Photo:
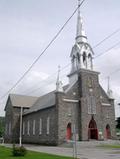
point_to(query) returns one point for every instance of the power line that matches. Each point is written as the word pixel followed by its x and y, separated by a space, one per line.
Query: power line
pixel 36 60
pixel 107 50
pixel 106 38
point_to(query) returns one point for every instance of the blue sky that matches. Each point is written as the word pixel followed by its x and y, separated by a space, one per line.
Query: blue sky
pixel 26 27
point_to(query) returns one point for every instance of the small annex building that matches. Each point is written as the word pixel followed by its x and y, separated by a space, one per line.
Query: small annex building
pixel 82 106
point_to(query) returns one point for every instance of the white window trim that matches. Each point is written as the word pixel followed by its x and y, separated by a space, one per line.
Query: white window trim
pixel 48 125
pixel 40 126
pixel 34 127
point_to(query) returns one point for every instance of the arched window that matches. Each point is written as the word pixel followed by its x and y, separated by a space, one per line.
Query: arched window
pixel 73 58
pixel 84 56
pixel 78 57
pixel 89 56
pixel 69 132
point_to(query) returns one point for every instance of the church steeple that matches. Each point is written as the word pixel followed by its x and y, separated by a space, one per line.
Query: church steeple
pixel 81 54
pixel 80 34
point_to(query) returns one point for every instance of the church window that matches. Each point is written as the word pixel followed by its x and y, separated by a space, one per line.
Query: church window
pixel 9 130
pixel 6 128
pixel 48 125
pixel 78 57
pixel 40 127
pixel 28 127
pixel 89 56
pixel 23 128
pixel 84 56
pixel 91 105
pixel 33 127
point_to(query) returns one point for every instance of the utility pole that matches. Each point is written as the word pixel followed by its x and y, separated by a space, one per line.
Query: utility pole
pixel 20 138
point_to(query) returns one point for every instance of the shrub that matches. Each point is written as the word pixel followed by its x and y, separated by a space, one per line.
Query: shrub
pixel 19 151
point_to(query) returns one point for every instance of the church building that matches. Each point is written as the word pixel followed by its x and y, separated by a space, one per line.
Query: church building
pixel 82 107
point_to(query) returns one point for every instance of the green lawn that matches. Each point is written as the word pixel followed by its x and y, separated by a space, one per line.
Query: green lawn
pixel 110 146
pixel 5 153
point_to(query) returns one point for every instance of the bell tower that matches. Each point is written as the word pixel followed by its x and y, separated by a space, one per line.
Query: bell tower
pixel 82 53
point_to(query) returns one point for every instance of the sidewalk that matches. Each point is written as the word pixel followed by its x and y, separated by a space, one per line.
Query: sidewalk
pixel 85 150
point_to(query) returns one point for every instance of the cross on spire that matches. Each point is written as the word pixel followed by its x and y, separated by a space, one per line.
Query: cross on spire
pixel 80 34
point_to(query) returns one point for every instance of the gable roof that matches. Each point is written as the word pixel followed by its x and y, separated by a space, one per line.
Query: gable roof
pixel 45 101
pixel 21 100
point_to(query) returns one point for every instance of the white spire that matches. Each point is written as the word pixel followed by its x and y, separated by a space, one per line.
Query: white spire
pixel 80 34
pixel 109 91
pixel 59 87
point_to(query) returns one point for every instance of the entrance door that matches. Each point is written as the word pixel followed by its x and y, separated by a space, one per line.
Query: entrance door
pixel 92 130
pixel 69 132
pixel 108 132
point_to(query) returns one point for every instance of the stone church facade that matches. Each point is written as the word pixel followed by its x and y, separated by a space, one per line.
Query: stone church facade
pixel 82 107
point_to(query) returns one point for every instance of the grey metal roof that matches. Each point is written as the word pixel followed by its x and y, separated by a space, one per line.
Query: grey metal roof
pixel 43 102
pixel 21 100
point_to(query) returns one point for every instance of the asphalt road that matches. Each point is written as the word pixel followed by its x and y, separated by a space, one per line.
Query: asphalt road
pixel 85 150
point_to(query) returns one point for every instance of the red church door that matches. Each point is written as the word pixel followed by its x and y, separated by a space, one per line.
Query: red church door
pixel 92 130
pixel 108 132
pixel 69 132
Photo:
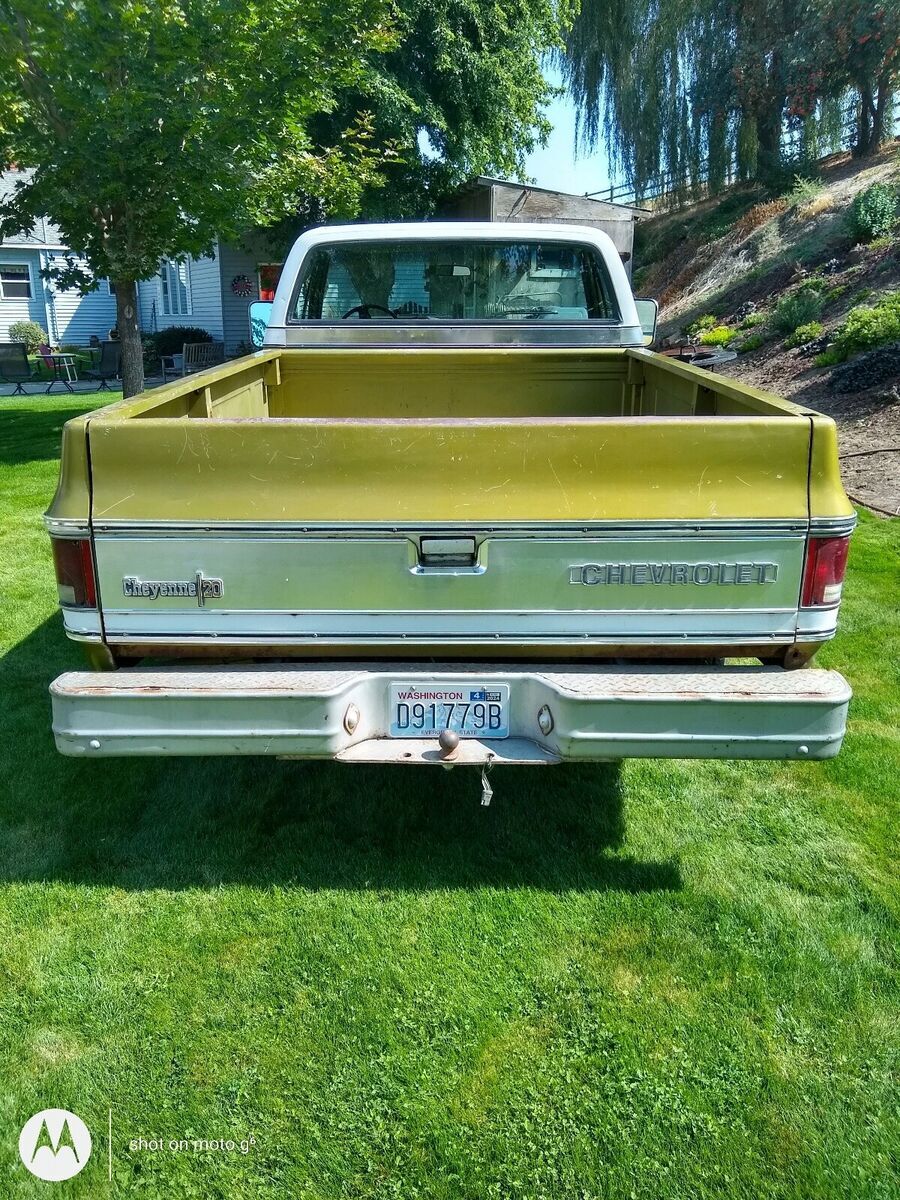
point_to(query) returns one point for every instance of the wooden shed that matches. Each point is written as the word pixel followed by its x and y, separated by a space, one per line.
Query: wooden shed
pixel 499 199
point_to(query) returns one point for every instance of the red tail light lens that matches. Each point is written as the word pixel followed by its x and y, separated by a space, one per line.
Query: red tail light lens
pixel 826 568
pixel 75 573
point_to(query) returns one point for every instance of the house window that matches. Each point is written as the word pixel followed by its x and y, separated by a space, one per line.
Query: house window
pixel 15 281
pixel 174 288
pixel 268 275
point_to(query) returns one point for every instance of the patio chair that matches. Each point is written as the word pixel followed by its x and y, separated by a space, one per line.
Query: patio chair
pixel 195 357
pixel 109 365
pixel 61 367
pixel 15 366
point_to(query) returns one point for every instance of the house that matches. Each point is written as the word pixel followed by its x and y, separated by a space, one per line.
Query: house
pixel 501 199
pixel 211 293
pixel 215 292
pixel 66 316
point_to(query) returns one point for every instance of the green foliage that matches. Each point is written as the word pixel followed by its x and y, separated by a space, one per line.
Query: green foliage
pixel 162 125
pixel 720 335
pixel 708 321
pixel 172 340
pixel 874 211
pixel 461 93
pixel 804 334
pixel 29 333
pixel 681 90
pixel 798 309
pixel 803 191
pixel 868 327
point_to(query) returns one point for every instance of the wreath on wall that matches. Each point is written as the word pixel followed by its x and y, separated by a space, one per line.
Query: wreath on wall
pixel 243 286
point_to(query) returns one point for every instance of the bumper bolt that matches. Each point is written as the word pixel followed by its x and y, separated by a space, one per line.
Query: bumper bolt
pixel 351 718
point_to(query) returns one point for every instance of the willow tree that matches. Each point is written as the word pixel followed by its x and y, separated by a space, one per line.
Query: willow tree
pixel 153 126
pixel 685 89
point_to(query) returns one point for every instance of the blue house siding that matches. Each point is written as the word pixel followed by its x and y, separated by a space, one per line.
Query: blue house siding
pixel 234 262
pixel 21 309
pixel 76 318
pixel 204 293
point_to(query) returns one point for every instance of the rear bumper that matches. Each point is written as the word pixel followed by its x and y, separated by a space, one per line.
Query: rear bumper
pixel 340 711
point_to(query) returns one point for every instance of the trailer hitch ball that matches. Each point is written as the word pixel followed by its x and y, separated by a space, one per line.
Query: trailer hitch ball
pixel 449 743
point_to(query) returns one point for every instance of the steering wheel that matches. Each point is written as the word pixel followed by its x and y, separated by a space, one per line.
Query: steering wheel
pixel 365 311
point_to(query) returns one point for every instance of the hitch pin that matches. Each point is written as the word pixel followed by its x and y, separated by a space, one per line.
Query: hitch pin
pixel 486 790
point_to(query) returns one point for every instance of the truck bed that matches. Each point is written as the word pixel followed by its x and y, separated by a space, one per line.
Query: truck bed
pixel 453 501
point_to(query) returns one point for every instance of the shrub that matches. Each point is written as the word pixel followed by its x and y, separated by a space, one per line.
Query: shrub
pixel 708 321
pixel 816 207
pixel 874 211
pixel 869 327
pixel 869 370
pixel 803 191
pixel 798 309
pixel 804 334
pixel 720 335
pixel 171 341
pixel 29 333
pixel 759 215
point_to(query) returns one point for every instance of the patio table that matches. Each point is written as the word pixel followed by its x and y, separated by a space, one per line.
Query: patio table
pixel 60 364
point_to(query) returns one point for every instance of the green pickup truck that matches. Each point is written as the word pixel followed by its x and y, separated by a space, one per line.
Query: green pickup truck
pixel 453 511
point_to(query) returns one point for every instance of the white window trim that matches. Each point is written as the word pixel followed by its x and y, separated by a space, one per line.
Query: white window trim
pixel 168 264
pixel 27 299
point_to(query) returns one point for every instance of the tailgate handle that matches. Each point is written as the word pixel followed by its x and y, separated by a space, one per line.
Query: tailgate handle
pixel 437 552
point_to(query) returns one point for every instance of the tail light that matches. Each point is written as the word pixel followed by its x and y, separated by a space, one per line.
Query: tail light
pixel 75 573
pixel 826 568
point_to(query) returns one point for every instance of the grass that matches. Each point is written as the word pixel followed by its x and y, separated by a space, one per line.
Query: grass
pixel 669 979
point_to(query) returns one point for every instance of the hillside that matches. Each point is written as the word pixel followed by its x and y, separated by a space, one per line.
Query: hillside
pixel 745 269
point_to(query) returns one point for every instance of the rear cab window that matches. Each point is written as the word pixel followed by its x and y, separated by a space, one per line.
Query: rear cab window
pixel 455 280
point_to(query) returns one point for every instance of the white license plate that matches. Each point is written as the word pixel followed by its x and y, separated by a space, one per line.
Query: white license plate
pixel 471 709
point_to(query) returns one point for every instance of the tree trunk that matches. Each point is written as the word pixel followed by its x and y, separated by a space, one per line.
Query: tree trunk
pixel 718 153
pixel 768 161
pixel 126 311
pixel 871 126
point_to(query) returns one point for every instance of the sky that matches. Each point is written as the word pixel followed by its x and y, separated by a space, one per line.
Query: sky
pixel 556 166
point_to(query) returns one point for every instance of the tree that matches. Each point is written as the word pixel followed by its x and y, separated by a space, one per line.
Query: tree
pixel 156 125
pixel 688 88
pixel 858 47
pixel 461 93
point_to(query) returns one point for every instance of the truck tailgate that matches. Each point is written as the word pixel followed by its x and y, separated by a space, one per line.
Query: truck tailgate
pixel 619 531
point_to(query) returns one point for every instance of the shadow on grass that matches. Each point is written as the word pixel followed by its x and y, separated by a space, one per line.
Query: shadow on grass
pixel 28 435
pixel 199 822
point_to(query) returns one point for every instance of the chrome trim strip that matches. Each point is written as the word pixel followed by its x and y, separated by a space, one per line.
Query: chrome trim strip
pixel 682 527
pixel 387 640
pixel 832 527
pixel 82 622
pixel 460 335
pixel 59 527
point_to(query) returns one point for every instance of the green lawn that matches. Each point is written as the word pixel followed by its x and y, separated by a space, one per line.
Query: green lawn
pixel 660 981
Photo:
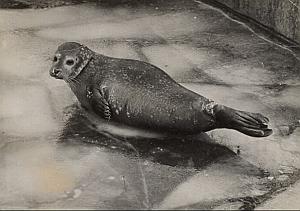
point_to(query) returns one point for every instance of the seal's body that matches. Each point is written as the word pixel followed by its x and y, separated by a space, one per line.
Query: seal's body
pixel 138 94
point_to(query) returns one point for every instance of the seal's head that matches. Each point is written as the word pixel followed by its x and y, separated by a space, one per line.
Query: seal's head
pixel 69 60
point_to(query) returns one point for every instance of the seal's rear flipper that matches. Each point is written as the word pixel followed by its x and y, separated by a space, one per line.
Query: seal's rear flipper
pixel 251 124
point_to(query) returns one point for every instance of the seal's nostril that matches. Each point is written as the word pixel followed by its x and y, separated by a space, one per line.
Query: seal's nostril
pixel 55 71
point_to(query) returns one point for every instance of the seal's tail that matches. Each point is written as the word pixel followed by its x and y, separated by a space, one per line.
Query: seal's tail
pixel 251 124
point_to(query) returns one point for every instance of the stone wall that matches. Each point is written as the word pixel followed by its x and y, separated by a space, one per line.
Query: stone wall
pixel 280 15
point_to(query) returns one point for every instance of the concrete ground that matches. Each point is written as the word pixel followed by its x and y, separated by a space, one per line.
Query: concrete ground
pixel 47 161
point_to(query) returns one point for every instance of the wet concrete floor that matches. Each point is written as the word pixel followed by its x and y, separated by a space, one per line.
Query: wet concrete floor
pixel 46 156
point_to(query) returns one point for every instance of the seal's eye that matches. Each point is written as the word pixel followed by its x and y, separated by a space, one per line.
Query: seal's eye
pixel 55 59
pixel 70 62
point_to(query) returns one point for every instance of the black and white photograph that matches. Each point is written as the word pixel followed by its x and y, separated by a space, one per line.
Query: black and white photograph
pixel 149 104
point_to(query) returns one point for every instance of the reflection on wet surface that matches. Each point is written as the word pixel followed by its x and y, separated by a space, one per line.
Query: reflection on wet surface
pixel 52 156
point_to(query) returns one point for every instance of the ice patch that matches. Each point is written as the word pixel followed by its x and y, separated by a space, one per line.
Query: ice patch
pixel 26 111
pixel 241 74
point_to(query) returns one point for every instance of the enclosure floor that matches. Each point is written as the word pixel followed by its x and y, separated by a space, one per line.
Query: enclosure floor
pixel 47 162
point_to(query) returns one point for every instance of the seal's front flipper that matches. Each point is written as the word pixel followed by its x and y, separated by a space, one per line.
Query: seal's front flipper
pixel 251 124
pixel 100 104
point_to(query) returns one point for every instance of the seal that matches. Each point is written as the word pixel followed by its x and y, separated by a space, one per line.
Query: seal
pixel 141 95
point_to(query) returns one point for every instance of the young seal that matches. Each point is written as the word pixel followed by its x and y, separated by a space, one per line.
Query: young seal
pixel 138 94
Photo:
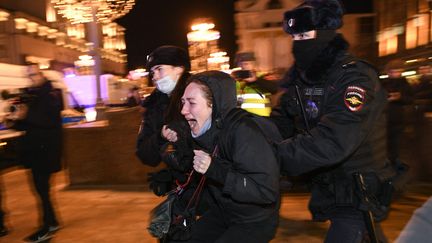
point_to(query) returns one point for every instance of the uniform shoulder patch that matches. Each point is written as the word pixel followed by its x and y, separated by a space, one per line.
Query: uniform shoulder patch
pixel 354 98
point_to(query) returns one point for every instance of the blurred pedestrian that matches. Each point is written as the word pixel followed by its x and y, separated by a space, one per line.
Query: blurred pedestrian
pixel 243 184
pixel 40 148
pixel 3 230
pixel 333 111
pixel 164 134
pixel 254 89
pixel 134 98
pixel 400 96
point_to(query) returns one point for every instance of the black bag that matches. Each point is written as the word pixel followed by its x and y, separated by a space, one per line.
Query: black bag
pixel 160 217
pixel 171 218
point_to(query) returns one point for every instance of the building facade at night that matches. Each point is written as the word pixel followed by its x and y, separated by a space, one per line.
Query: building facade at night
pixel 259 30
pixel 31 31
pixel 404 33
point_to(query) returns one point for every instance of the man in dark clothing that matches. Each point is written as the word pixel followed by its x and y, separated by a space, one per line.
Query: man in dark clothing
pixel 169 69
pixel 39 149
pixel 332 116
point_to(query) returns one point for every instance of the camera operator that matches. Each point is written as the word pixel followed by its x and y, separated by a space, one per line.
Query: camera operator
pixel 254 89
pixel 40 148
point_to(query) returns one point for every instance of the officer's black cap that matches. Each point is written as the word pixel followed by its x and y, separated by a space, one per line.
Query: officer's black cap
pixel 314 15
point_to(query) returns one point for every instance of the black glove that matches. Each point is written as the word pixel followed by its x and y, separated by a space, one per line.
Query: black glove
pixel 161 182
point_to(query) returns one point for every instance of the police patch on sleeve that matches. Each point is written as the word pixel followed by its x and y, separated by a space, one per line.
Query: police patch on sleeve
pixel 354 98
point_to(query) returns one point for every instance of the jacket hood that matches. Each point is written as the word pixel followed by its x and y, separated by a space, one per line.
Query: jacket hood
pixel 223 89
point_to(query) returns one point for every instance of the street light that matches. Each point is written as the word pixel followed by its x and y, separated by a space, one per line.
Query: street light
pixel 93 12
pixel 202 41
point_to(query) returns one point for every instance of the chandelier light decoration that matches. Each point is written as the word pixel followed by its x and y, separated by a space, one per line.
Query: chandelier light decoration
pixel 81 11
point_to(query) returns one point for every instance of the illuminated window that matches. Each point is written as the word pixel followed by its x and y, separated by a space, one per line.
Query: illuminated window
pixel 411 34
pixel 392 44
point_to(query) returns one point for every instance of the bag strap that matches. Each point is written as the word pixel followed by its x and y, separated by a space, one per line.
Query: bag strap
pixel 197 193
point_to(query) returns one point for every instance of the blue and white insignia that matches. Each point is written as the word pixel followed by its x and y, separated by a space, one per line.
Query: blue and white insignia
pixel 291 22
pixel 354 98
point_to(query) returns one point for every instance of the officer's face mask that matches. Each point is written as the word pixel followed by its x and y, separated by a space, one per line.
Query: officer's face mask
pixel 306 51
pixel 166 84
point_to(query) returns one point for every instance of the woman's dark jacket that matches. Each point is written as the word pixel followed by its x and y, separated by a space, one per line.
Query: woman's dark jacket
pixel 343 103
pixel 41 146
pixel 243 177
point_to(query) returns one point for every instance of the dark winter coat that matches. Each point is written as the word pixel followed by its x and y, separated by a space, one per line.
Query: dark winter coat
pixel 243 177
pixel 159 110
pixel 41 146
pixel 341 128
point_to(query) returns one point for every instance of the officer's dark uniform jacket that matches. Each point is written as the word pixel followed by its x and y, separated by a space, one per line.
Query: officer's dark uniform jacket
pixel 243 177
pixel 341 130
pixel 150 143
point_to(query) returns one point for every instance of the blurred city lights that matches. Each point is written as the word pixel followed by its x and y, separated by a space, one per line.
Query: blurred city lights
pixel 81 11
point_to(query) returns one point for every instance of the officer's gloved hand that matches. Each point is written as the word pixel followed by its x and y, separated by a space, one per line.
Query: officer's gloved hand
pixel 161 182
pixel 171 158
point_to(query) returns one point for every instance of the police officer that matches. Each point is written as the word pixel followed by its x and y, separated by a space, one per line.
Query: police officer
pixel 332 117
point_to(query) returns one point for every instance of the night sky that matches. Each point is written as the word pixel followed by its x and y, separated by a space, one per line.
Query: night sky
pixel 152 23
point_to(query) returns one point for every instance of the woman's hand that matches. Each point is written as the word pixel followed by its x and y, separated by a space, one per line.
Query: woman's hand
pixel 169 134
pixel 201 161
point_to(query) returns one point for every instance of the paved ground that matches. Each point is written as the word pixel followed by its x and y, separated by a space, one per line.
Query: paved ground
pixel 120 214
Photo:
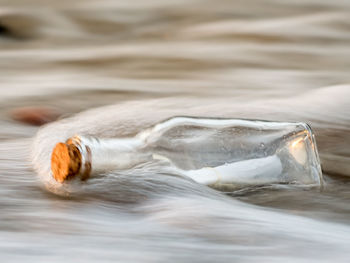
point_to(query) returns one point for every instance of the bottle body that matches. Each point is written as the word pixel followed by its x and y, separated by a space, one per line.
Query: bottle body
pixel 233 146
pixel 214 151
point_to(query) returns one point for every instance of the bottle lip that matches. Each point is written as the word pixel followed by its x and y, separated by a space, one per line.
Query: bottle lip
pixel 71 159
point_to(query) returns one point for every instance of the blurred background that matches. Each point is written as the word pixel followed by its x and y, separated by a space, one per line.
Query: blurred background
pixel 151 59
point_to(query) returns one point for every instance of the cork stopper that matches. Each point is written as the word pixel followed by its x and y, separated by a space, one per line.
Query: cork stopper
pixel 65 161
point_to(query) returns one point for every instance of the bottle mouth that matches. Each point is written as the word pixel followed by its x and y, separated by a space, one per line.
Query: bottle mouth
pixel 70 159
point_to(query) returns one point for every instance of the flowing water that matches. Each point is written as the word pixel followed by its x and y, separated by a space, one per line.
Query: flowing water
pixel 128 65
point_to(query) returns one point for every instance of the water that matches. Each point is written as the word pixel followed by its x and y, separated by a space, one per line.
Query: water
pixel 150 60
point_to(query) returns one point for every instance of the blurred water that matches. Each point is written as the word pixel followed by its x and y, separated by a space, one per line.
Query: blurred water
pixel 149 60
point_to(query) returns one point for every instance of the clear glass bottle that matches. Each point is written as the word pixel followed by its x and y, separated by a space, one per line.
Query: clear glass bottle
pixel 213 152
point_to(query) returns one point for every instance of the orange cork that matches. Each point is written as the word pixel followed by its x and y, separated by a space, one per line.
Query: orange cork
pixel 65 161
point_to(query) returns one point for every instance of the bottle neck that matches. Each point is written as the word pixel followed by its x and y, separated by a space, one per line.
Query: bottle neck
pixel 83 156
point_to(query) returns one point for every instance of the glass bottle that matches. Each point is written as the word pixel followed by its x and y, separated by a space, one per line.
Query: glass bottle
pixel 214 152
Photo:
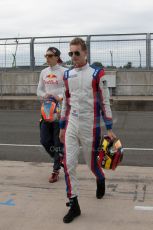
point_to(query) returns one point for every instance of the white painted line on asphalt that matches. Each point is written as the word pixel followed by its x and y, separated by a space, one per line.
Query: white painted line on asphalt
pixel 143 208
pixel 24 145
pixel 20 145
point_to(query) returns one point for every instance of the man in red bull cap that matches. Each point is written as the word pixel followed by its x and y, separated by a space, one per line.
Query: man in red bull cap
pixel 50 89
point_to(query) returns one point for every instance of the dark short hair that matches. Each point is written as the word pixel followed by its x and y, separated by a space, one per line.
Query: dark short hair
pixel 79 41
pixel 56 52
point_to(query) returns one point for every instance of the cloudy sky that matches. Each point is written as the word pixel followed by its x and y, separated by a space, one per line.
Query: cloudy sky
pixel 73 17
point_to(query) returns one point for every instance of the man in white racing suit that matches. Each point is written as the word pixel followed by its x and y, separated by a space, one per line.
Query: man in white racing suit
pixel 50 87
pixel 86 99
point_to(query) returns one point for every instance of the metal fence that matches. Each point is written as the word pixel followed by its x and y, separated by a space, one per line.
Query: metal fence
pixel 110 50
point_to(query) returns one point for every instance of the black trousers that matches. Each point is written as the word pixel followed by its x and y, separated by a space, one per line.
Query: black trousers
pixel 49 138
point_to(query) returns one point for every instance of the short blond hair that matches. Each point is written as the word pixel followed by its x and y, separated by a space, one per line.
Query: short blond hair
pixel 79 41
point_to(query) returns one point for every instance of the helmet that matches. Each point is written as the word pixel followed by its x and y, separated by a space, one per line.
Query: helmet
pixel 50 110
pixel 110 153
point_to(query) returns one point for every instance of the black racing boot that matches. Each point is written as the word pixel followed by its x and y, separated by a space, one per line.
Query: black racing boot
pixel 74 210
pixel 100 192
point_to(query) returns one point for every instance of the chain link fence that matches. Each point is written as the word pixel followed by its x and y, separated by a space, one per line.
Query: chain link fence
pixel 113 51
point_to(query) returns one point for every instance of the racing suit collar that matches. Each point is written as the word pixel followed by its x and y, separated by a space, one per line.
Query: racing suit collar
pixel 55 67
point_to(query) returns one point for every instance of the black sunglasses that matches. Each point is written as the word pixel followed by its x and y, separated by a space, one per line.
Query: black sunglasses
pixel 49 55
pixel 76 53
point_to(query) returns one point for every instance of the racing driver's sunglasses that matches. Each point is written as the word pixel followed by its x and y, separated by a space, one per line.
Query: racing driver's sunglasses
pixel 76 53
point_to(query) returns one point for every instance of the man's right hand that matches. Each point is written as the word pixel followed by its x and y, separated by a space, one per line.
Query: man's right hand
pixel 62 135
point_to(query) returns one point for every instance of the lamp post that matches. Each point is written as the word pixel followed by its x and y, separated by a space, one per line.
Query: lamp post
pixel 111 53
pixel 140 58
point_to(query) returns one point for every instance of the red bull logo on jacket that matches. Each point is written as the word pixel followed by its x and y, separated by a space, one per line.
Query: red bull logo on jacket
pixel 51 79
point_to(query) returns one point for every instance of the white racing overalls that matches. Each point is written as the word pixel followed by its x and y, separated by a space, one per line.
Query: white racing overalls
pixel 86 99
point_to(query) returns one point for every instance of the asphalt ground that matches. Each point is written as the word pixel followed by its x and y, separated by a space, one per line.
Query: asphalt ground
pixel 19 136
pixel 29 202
++++
PROBLEM DESCRIPTION: Out of the material above, output word for word the line with "of the entrance", the line with "the asphalt road", and all lines between them, with nothing else.

YOUR SOLUTION:
point_to(query) returns one point for every instance of the entrance door that matches. Each point is written as the word pixel followed by its x and y, separated by a space, one per line.
Query: entrance door
pixel 92 130
pixel 69 132
pixel 108 132
point_to(query) returns one point for every instance of the stone church facade that matches. Each point is written as the word pixel followed by its x and y, separated by a space, one per line.
Query: stone church facade
pixel 82 107
point_to(query) returns one point for every instance of the grey metal roof that matches. Each point is written as the word pixel followed by its x and y, separated by a space, one per line.
Query: grey metal roof
pixel 43 102
pixel 21 100
point_to(query) returns one point for every instance of the asphalt road that matches. Each point is written as the word pixel followed by its x and y, separated by a space, one per line.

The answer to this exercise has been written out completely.